_Image-grounded pointing data:_
_ _ _
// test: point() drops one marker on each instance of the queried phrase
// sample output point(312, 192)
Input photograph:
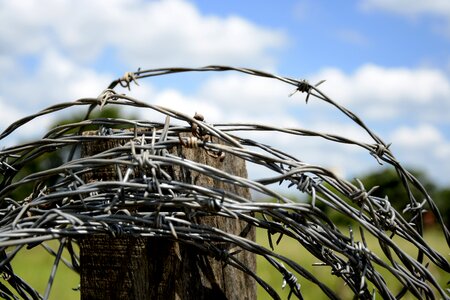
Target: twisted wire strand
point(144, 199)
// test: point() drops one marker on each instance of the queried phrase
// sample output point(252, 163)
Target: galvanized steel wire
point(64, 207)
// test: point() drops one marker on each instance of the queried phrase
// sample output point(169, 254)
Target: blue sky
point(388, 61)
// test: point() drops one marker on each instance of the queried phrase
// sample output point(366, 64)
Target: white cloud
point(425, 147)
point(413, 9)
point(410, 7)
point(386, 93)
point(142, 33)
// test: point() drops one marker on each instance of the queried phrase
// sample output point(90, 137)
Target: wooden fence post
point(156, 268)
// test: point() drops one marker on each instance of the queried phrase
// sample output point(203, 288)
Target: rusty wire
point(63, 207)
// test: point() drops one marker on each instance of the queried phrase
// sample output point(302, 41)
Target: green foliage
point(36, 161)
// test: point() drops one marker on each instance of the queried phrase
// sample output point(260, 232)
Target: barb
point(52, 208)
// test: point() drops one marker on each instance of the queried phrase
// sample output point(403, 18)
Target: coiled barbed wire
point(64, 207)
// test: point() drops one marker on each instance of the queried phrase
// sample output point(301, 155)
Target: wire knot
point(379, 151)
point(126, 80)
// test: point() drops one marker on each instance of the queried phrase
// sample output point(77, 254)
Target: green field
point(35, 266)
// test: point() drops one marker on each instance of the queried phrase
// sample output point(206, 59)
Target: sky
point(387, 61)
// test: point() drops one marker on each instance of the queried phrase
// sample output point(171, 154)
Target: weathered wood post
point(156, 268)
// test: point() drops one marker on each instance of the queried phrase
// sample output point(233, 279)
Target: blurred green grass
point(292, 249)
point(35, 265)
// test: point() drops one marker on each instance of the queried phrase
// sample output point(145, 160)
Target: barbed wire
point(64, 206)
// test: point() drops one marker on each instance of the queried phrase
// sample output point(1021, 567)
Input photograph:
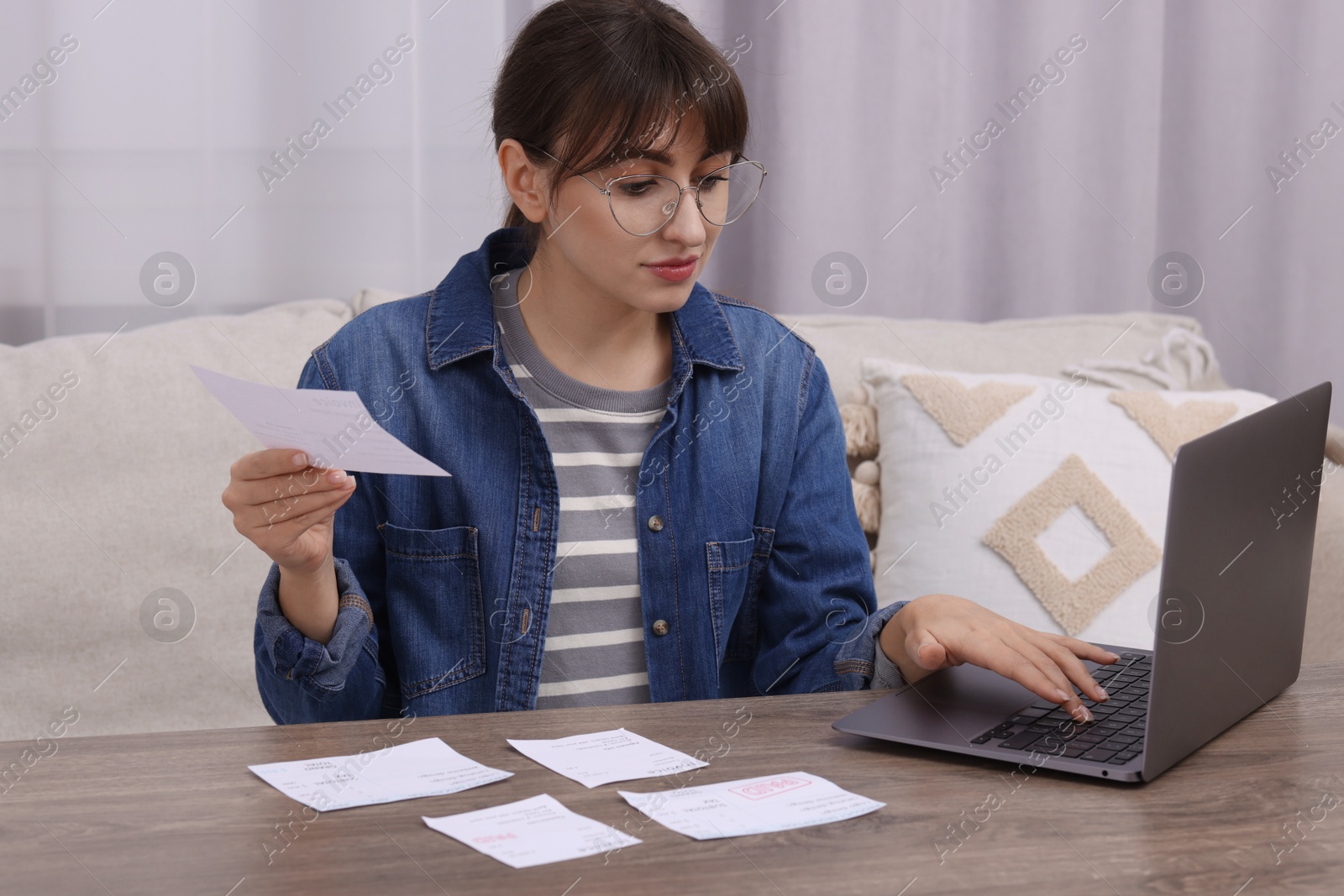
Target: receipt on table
_ _ _
_WHAT IS BEING ASKED:_ Reproduce the entries exactly. Do not carry over any picture.

_SOLUTION FOR THIS EXERCISE:_
// test: point() drops one marker on each instance of the queried phrase
// sample output point(312, 192)
Input photograph:
Target: twisted wire strand
point(144, 199)
// test: point() drops one marker on each instance of the queried phrase
// sample output point(252, 163)
Target: galvanized steel wire
point(64, 207)
// test: point() drops one marker on each instance of the queried phrase
// sample output point(169, 254)
Target: blue sky
point(388, 61)
// test: point() drops one marker on each instance of the queried phrase
// sample output point(366, 64)
Target: white cloud
point(425, 147)
point(413, 9)
point(410, 7)
point(386, 93)
point(142, 33)
// test: point() drops one marker on each instance of the queried phrase
// sample output point(90, 137)
Target: wooden fence post
point(156, 268)
// test: point() drops one marker on each instance of the queried phrase
// sample output point(203, 288)
Target: rusty wire
point(63, 207)
// test: point() drops one marker on each instance of the queried phrase
// sample output point(302, 41)
Target: green foliage
point(36, 161)
// test: point() drops one marker on each instance of the queried phrase
// sample output point(260, 232)
Target: barb
point(52, 208)
// test: point() drops one marker on each instance of the queried phrase
// sample output point(403, 18)
Target: coiled barbed wire
point(64, 207)
// test: point() drops one marker on each instance of the queried phrase
// sample output point(301, 155)
Target: wire knot
point(379, 151)
point(126, 80)
// test: point() drops one marker on each instance of the queried phrase
// sample output point(77, 254)
Target: green field
point(35, 266)
// test: point() drops one marker on each instance of the queried phrase
// sample output point(206, 59)
Target: sky
point(387, 61)
// test: point() drops one marker on each instance of the queried phrase
// sample output point(171, 154)
Target: weathered wood post
point(156, 268)
// test: point() drops one marker on each instance of the queried phrase
// sample output point(233, 279)
Target: blurred green grass
point(292, 249)
point(35, 265)
// test: point() drops one marker on each instance of the queried phrase
// sample output point(145, 160)
Target: barbed wire
point(64, 206)
// test: point() drops one marker on each instance of the queried phrase
// sample output point(1021, 567)
Input photograph:
Target: receipt on table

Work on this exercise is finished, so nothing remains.